EXTRACTED RECORDS:
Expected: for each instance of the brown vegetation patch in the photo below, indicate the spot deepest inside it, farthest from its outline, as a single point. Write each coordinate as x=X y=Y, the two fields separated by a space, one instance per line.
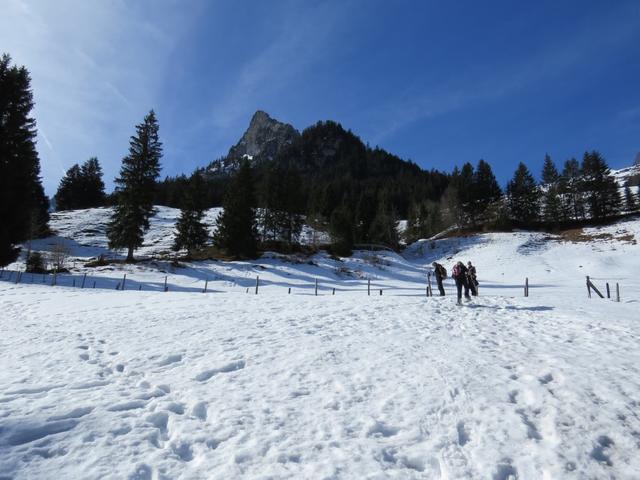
x=578 y=235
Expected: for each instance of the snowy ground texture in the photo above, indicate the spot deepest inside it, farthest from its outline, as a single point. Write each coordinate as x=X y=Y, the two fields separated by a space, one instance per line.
x=99 y=383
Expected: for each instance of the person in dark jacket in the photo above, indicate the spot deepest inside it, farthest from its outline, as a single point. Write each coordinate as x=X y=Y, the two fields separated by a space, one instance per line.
x=459 y=274
x=472 y=279
x=441 y=274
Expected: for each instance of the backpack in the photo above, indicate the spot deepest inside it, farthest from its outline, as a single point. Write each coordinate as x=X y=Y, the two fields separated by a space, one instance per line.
x=443 y=271
x=457 y=271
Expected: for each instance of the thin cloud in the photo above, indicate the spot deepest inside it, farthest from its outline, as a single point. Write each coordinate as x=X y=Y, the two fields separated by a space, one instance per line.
x=589 y=43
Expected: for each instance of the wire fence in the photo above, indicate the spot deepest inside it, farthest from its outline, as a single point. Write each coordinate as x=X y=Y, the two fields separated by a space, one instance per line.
x=256 y=285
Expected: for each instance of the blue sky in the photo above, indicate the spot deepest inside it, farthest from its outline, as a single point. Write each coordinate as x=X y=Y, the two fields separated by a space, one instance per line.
x=440 y=83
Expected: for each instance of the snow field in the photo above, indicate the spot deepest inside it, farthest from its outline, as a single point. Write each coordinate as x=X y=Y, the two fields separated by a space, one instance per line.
x=99 y=383
x=105 y=384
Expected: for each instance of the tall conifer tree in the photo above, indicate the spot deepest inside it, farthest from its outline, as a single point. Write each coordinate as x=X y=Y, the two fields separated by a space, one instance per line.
x=191 y=231
x=523 y=196
x=23 y=204
x=135 y=188
x=601 y=189
x=236 y=233
x=552 y=204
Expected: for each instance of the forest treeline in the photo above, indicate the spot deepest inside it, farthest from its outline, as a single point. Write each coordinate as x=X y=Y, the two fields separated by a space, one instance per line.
x=327 y=178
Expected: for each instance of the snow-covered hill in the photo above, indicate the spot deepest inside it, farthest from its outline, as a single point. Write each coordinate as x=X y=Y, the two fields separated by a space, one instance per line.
x=99 y=383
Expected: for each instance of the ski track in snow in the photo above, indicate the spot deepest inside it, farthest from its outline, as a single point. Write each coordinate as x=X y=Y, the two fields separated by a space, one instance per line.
x=140 y=385
x=98 y=383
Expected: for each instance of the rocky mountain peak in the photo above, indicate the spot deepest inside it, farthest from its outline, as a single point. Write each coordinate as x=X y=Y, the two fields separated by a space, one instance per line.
x=264 y=138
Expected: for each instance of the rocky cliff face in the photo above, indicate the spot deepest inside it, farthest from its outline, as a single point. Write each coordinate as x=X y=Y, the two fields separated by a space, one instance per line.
x=262 y=141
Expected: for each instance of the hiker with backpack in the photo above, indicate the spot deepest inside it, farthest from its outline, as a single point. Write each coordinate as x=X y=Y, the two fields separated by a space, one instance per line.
x=472 y=279
x=459 y=274
x=441 y=273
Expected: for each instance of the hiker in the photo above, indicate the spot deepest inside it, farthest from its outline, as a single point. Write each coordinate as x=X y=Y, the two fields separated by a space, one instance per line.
x=459 y=274
x=441 y=273
x=472 y=279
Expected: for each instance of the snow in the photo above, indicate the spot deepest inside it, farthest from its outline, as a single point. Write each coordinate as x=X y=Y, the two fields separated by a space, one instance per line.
x=104 y=383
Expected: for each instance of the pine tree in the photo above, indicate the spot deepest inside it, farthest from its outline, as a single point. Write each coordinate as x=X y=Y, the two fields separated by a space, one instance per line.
x=135 y=188
x=281 y=200
x=191 y=231
x=600 y=187
x=23 y=204
x=631 y=204
x=341 y=229
x=236 y=233
x=383 y=229
x=571 y=191
x=523 y=196
x=466 y=192
x=92 y=192
x=67 y=196
x=550 y=175
x=552 y=211
x=486 y=190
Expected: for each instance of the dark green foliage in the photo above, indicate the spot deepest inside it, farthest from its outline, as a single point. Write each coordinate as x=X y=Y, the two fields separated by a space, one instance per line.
x=570 y=187
x=336 y=167
x=191 y=231
x=550 y=175
x=341 y=230
x=135 y=188
x=552 y=210
x=35 y=263
x=281 y=201
x=236 y=233
x=23 y=204
x=523 y=196
x=630 y=200
x=552 y=205
x=383 y=228
x=599 y=186
x=486 y=191
x=81 y=187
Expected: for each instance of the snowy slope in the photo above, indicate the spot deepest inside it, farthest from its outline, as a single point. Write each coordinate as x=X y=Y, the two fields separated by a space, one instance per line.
x=99 y=383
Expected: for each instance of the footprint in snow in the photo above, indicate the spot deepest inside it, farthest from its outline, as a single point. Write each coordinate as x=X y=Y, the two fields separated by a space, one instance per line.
x=228 y=368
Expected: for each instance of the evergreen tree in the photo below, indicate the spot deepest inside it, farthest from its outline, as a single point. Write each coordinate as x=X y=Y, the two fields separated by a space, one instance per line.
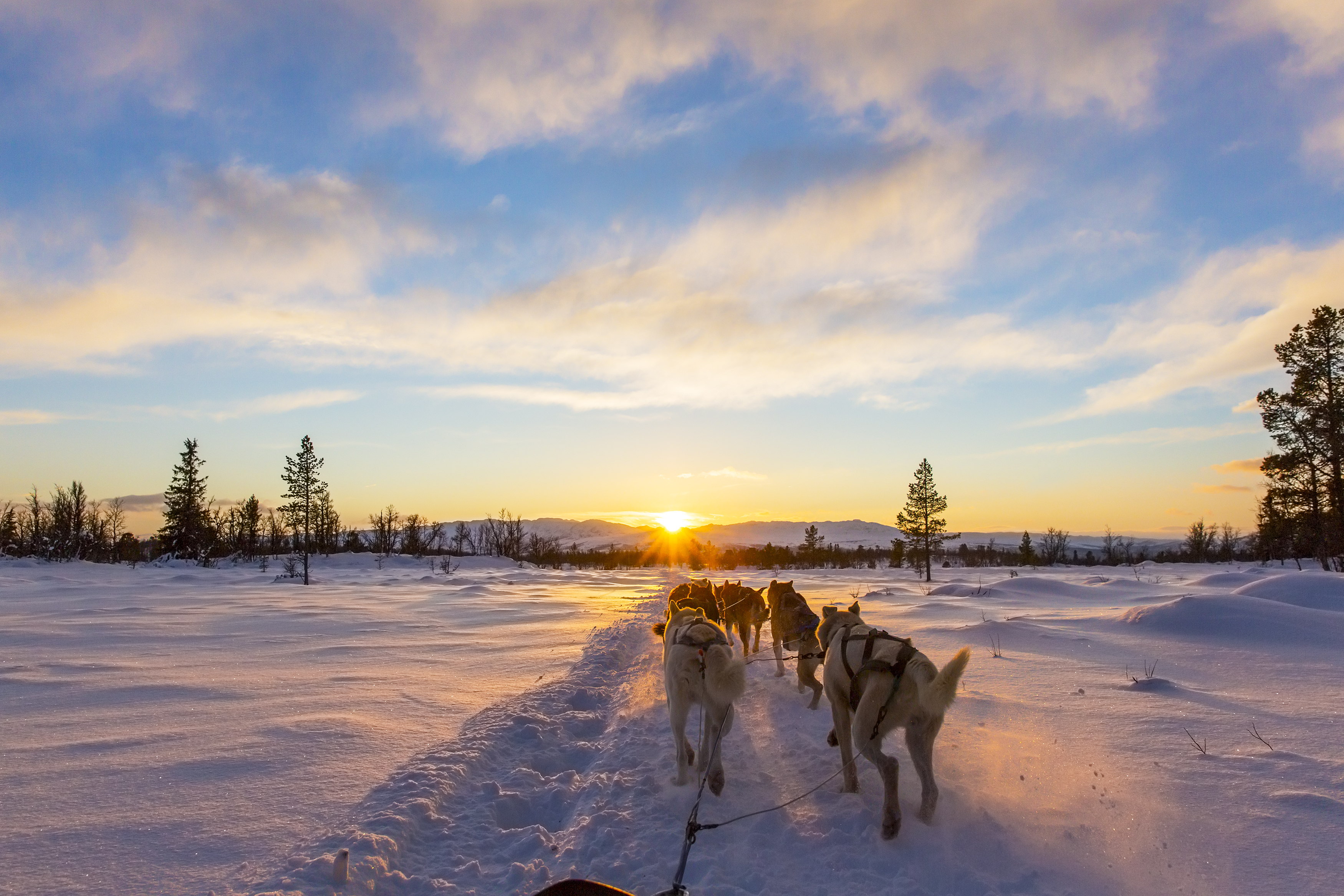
x=1307 y=424
x=812 y=543
x=306 y=493
x=920 y=519
x=186 y=511
x=1026 y=552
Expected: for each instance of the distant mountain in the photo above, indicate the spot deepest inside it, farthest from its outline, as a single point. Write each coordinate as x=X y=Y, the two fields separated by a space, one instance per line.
x=594 y=534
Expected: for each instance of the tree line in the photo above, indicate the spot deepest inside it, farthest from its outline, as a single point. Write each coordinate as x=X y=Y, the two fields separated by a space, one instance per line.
x=1301 y=512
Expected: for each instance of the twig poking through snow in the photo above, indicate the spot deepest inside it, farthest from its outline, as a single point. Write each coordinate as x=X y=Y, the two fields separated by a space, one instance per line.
x=1256 y=734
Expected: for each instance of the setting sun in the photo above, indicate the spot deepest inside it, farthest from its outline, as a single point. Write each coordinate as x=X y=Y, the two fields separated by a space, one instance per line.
x=674 y=520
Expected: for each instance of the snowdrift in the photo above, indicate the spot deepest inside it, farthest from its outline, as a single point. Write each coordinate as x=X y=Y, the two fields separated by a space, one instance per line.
x=1241 y=618
x=1315 y=590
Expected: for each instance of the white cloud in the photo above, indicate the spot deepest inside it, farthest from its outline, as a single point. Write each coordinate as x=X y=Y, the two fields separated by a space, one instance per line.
x=1249 y=465
x=494 y=74
x=1155 y=436
x=838 y=288
x=1217 y=327
x=237 y=256
x=1315 y=27
x=27 y=417
x=283 y=403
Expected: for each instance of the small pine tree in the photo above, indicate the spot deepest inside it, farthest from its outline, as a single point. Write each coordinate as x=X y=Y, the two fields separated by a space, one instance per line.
x=920 y=519
x=1026 y=552
x=812 y=542
x=306 y=493
x=186 y=509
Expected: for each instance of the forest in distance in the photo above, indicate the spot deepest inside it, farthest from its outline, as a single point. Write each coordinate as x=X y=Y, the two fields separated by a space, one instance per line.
x=1300 y=515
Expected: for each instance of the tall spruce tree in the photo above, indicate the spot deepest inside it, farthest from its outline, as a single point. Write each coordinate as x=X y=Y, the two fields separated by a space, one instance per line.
x=920 y=520
x=1307 y=424
x=186 y=511
x=307 y=495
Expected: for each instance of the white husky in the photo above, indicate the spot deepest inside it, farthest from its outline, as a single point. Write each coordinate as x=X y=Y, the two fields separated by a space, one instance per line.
x=699 y=668
x=886 y=684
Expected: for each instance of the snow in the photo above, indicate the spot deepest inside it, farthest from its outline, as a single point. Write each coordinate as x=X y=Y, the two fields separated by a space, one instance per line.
x=185 y=731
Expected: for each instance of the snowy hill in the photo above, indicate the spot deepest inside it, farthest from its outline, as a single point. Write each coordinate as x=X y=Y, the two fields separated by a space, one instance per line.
x=175 y=730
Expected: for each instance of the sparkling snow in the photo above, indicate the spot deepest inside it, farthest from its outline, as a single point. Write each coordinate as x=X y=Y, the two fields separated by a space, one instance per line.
x=185 y=731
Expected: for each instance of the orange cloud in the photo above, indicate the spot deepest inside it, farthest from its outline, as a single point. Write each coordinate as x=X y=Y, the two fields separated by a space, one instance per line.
x=1249 y=465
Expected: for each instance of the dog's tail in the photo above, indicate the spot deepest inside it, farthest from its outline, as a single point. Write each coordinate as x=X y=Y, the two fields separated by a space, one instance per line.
x=940 y=692
x=725 y=673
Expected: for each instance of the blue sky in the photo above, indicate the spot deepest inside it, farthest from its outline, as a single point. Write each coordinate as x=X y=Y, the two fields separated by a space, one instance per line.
x=596 y=258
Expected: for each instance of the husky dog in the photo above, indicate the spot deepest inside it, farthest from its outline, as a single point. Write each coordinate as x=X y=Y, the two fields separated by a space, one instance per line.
x=793 y=627
x=742 y=608
x=886 y=684
x=699 y=668
x=699 y=595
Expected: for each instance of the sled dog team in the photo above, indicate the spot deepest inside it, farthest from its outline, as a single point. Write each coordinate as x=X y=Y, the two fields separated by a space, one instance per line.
x=876 y=681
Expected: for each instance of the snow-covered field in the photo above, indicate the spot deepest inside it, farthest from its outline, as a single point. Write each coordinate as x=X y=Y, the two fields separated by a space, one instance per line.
x=185 y=731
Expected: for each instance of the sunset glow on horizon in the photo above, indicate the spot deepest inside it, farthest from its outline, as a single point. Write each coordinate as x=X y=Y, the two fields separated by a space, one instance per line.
x=748 y=261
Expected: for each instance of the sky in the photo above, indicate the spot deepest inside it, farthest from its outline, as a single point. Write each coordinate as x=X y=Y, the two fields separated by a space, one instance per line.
x=613 y=258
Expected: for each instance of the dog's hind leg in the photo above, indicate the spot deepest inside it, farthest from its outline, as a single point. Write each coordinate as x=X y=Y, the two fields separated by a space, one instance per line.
x=920 y=737
x=841 y=716
x=890 y=772
x=720 y=723
x=869 y=742
x=779 y=653
x=808 y=676
x=678 y=711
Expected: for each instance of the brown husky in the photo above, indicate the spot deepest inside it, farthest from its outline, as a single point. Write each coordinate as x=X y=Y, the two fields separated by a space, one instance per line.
x=742 y=608
x=886 y=684
x=699 y=595
x=793 y=627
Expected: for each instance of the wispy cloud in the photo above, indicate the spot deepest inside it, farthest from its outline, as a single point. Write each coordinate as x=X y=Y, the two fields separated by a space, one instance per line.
x=841 y=287
x=1217 y=327
x=573 y=400
x=1249 y=465
x=29 y=418
x=280 y=403
x=1156 y=436
x=728 y=472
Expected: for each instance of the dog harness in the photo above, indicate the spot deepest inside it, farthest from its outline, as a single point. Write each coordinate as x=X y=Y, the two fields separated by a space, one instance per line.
x=808 y=621
x=685 y=638
x=869 y=664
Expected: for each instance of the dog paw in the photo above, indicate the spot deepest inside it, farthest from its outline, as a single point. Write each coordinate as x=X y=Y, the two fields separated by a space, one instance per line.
x=890 y=828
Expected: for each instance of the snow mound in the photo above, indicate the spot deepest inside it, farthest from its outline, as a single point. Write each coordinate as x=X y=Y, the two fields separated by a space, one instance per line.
x=1225 y=581
x=1315 y=590
x=1242 y=618
x=1309 y=800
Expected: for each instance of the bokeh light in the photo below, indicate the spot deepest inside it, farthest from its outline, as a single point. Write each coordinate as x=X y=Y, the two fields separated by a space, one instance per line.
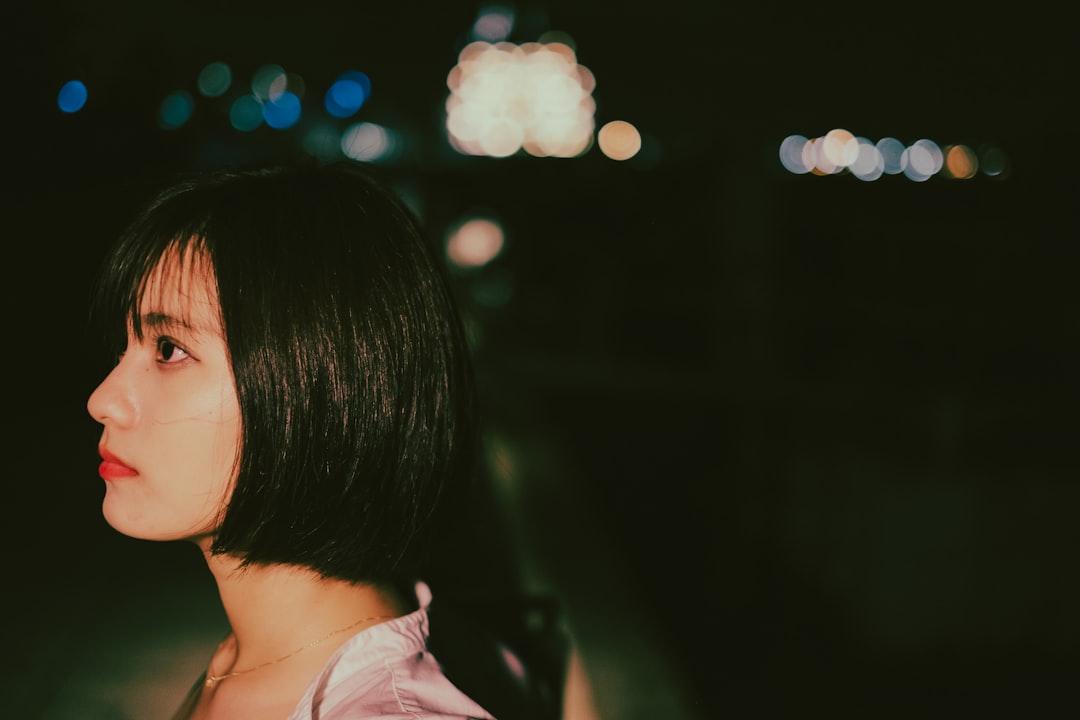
x=175 y=110
x=505 y=98
x=282 y=111
x=474 y=242
x=72 y=96
x=366 y=141
x=347 y=94
x=841 y=152
x=214 y=80
x=619 y=139
x=494 y=23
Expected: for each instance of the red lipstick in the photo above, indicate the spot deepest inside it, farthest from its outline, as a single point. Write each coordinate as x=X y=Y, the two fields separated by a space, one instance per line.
x=112 y=467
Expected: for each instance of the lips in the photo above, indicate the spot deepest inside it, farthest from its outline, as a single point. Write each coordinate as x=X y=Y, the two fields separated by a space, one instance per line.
x=112 y=467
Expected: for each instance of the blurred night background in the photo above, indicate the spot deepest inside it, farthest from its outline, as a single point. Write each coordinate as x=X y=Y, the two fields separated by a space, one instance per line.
x=782 y=438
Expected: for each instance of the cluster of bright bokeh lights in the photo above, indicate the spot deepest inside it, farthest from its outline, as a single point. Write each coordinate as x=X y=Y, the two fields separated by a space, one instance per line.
x=504 y=99
x=839 y=151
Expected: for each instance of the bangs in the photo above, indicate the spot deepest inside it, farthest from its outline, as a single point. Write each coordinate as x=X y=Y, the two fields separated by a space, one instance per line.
x=134 y=279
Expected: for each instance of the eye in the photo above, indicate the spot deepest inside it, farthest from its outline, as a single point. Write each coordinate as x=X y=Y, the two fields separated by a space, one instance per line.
x=169 y=352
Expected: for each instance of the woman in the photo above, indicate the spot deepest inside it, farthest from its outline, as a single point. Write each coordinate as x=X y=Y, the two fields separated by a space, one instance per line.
x=293 y=395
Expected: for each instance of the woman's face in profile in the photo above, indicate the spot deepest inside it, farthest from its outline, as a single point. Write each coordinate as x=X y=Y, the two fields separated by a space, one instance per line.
x=170 y=415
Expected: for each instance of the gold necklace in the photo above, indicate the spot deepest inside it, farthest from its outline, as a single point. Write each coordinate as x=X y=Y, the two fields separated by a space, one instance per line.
x=214 y=679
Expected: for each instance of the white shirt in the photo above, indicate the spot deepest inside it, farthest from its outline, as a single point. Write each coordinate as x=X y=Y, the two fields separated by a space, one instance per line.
x=386 y=673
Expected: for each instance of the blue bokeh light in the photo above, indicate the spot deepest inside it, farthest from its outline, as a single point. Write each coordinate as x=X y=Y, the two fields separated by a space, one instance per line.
x=348 y=94
x=283 y=111
x=175 y=110
x=72 y=96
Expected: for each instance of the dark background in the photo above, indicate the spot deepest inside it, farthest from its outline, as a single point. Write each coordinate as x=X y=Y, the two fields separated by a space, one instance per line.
x=823 y=429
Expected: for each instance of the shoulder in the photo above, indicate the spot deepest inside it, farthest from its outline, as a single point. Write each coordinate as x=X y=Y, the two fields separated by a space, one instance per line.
x=387 y=673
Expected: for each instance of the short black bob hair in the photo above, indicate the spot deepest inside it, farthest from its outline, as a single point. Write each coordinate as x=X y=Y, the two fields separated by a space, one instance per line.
x=350 y=362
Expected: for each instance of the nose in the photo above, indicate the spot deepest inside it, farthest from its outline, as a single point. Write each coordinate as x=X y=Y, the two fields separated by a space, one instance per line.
x=113 y=401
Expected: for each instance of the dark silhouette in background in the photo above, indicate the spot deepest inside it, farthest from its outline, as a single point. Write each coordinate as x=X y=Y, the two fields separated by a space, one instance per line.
x=781 y=444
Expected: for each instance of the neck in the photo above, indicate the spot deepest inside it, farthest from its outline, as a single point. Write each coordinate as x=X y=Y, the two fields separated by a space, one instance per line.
x=274 y=610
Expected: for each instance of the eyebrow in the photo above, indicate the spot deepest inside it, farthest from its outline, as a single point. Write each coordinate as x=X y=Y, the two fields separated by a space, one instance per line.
x=161 y=321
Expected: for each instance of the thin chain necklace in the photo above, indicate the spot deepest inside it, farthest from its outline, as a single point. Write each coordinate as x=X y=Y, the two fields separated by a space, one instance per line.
x=214 y=679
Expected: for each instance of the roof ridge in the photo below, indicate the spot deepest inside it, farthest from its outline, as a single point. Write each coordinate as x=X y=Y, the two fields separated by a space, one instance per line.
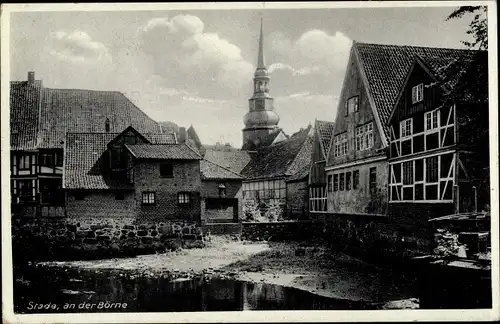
x=223 y=167
x=420 y=46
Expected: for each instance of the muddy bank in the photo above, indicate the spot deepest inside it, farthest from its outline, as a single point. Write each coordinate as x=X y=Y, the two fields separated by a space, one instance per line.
x=298 y=265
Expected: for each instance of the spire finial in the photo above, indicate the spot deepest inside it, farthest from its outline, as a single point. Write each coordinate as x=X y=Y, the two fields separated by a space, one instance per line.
x=260 y=63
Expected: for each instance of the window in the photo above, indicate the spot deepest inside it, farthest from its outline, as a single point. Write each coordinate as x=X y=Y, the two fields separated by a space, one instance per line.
x=408 y=173
x=222 y=189
x=431 y=120
x=355 y=179
x=373 y=179
x=24 y=162
x=335 y=182
x=166 y=170
x=183 y=198
x=148 y=198
x=79 y=195
x=351 y=105
x=431 y=169
x=406 y=127
x=364 y=137
x=341 y=144
x=417 y=93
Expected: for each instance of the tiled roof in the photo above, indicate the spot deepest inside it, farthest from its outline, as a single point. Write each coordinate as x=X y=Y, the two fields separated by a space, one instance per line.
x=212 y=171
x=325 y=132
x=163 y=152
x=83 y=162
x=280 y=159
x=85 y=111
x=233 y=160
x=386 y=67
x=24 y=107
x=265 y=141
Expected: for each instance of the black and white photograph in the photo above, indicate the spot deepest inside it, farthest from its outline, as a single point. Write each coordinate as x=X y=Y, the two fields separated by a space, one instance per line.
x=184 y=162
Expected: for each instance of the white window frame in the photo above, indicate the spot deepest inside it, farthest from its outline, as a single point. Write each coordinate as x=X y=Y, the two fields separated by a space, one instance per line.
x=417 y=93
x=341 y=146
x=450 y=177
x=318 y=198
x=364 y=137
x=431 y=115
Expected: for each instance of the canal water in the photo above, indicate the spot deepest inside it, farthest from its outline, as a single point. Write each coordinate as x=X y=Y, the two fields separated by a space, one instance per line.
x=43 y=290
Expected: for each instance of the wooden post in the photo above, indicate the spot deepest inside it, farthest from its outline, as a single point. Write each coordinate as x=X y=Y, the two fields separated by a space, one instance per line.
x=456 y=195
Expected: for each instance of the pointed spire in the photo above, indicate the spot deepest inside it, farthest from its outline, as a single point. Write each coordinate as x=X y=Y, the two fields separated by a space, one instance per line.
x=260 y=63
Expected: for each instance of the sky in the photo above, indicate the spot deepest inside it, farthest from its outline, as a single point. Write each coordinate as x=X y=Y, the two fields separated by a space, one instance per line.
x=195 y=67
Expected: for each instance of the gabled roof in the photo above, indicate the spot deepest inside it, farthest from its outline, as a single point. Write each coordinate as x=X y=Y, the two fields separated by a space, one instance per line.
x=24 y=108
x=232 y=160
x=212 y=171
x=78 y=111
x=83 y=162
x=163 y=152
x=324 y=130
x=281 y=159
x=384 y=69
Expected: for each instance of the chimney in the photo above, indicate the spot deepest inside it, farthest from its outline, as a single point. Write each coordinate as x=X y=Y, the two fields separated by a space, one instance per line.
x=31 y=78
x=182 y=135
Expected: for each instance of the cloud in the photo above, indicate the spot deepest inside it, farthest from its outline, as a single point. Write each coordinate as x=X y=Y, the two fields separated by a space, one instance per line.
x=314 y=52
x=186 y=57
x=77 y=46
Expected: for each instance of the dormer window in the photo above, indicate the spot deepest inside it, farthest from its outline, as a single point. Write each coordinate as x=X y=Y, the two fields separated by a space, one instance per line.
x=417 y=93
x=106 y=125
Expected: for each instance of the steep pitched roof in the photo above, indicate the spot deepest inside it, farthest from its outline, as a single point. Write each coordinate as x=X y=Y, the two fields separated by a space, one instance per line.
x=24 y=108
x=233 y=160
x=163 y=152
x=325 y=133
x=280 y=159
x=212 y=171
x=384 y=69
x=78 y=111
x=84 y=155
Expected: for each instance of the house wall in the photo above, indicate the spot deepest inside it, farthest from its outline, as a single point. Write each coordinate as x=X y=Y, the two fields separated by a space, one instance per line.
x=353 y=86
x=221 y=209
x=100 y=204
x=297 y=198
x=186 y=178
x=361 y=200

AIM: Scale the records beginning with the line that contains "Expected: for each instance of the tall spruce" and continuing through the line that contains "x=307 y=495", both ends included, and reproduce only those lines, the request among them. Multiply every coordinate in the answers by 2.55 and round each result to a whole number, rounding halves up.

FULL OUTPUT:
Expected: for each instance of the tall spruce tree in the photo above, indicate the spot deepest inside it, farthest from its outline, as a single point. Write each coordinate as x=X y=Y, the two fields separated by a space, one instance per line.
x=2346 y=1326
x=3333 y=1081
x=474 y=1303
x=783 y=1262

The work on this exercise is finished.